> Input
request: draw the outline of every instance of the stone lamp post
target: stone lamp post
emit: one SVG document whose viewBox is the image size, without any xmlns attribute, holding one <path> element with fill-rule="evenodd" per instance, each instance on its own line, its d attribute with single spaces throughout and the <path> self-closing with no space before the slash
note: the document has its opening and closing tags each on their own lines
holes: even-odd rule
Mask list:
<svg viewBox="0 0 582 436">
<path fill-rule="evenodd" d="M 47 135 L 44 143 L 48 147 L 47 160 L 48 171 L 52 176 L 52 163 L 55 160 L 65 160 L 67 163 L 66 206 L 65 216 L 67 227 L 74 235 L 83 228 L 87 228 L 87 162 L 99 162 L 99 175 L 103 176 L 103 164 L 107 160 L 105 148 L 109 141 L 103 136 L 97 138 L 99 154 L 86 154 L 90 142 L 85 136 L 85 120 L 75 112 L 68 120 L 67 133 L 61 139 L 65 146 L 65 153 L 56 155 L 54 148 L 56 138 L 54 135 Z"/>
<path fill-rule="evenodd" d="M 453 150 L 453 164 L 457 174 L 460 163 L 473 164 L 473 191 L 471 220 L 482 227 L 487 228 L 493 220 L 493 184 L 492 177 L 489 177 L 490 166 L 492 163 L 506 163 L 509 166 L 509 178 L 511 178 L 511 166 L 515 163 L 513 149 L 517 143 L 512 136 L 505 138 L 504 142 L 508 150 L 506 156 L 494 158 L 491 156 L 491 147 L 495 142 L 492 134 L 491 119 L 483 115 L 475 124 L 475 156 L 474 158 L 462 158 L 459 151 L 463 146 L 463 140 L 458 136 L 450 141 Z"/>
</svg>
...
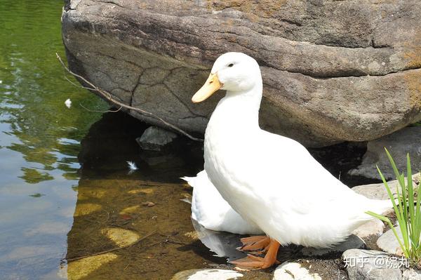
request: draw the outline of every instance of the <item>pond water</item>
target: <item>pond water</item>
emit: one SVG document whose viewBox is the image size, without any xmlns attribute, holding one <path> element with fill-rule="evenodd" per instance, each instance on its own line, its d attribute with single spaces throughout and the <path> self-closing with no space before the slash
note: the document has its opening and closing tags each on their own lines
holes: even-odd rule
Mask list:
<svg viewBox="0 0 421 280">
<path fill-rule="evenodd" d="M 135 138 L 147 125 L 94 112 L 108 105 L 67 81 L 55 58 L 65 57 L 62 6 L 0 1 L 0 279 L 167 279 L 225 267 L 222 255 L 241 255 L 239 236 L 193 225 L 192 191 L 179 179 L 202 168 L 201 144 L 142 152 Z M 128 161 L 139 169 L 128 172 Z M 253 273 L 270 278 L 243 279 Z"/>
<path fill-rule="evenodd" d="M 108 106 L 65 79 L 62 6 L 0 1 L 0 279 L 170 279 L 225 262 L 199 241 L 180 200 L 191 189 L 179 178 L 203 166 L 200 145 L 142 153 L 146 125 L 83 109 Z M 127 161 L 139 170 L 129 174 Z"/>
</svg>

> Goal of the exercise
Could you copy out, word for word, everything in the material from the line containing "request: draw the outline of every instance of the stone" down to the line containing "target: stone lamp post", both of those lines included?

> Answer for this exercise
request: draw the outline of every instance of the stone lamp post
target: stone lamp post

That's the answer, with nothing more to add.